MATERIAL SUPPLIED START

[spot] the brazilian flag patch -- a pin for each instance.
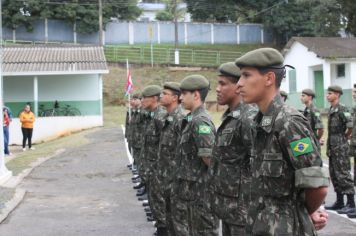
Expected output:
(204, 129)
(301, 146)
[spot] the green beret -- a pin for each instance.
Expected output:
(151, 90)
(262, 57)
(194, 82)
(336, 89)
(229, 69)
(137, 95)
(172, 86)
(309, 92)
(283, 93)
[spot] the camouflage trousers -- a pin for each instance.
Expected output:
(339, 168)
(160, 199)
(232, 211)
(192, 216)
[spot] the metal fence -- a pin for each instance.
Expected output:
(189, 57)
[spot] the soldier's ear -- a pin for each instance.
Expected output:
(270, 78)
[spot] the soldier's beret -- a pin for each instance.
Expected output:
(336, 89)
(308, 92)
(136, 95)
(194, 82)
(261, 58)
(283, 93)
(229, 69)
(172, 86)
(151, 90)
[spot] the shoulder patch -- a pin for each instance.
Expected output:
(204, 129)
(347, 114)
(301, 146)
(266, 121)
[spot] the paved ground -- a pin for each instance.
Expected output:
(87, 191)
(83, 191)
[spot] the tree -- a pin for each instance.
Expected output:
(295, 18)
(212, 11)
(348, 9)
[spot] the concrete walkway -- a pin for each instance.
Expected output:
(83, 191)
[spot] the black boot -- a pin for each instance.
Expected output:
(162, 231)
(338, 204)
(350, 205)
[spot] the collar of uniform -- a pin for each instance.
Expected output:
(197, 111)
(266, 121)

MATERIAL SUPPLIED END

## WHAT YOU ARE ASKED TO DO
Number of lines containing the word "patch" in the listing: state it, and add no other text.

## RESPONSE TO THE EXERCISE
2